- Data for processing
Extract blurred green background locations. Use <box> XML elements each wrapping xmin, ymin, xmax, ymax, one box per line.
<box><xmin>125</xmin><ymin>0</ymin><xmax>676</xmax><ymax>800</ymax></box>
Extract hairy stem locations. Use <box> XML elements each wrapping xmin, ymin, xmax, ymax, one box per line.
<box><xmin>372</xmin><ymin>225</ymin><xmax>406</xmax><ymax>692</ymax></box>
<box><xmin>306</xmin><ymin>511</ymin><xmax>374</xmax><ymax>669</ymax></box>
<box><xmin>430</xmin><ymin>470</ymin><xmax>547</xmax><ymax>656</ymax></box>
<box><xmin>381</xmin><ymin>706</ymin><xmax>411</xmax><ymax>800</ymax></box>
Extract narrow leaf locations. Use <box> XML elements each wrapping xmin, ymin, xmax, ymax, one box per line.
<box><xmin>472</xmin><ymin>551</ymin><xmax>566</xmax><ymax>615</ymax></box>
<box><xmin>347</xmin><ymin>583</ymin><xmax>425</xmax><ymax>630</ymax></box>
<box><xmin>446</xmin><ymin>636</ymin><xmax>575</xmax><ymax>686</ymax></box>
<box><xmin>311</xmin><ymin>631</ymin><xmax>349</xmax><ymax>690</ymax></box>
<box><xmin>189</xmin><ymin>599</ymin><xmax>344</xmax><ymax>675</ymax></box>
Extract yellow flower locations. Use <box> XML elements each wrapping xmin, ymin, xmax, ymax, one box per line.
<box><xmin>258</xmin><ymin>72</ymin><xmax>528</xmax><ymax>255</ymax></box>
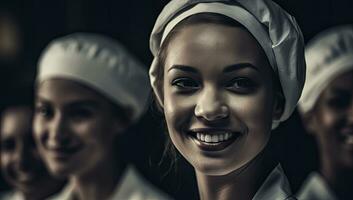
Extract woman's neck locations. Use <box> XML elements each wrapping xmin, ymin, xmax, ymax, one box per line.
<box><xmin>320</xmin><ymin>158</ymin><xmax>353</xmax><ymax>199</ymax></box>
<box><xmin>70</xmin><ymin>152</ymin><xmax>126</xmax><ymax>200</ymax></box>
<box><xmin>196</xmin><ymin>147</ymin><xmax>277</xmax><ymax>200</ymax></box>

- Task
Copy all of the items above word for word, leaving out the pictures.

- Expected answer
Extract blurred green background locations. Use <box> XML elements each wrapping xmin, ymin, xmax, ymax, one box per line.
<box><xmin>125</xmin><ymin>0</ymin><xmax>676</xmax><ymax>800</ymax></box>
Extract hairy stem locations. Use <box> XML elements each wrapping xmin, ymin, xmax, ymax, one box per line.
<box><xmin>372</xmin><ymin>225</ymin><xmax>406</xmax><ymax>692</ymax></box>
<box><xmin>306</xmin><ymin>511</ymin><xmax>374</xmax><ymax>669</ymax></box>
<box><xmin>430</xmin><ymin>470</ymin><xmax>547</xmax><ymax>656</ymax></box>
<box><xmin>381</xmin><ymin>706</ymin><xmax>411</xmax><ymax>800</ymax></box>
Extract narrow leaf locations. Use <box> XML elements each wrapping xmin, ymin, xmax, ymax, one box per line.
<box><xmin>472</xmin><ymin>551</ymin><xmax>566</xmax><ymax>615</ymax></box>
<box><xmin>347</xmin><ymin>583</ymin><xmax>425</xmax><ymax>630</ymax></box>
<box><xmin>446</xmin><ymin>636</ymin><xmax>575</xmax><ymax>686</ymax></box>
<box><xmin>311</xmin><ymin>631</ymin><xmax>349</xmax><ymax>690</ymax></box>
<box><xmin>189</xmin><ymin>599</ymin><xmax>344</xmax><ymax>675</ymax></box>
Extract yellow flower locations. Use <box> XML elements each wrapping xmin, ymin, xmax, ymax, one box per line.
<box><xmin>258</xmin><ymin>72</ymin><xmax>528</xmax><ymax>255</ymax></box>
Extract woman's neck locations. Use <box> XML elements each wrapping xmin, ymin, xmax, ymax, one box per line.
<box><xmin>320</xmin><ymin>158</ymin><xmax>353</xmax><ymax>199</ymax></box>
<box><xmin>70</xmin><ymin>152</ymin><xmax>126</xmax><ymax>200</ymax></box>
<box><xmin>196</xmin><ymin>147</ymin><xmax>277</xmax><ymax>200</ymax></box>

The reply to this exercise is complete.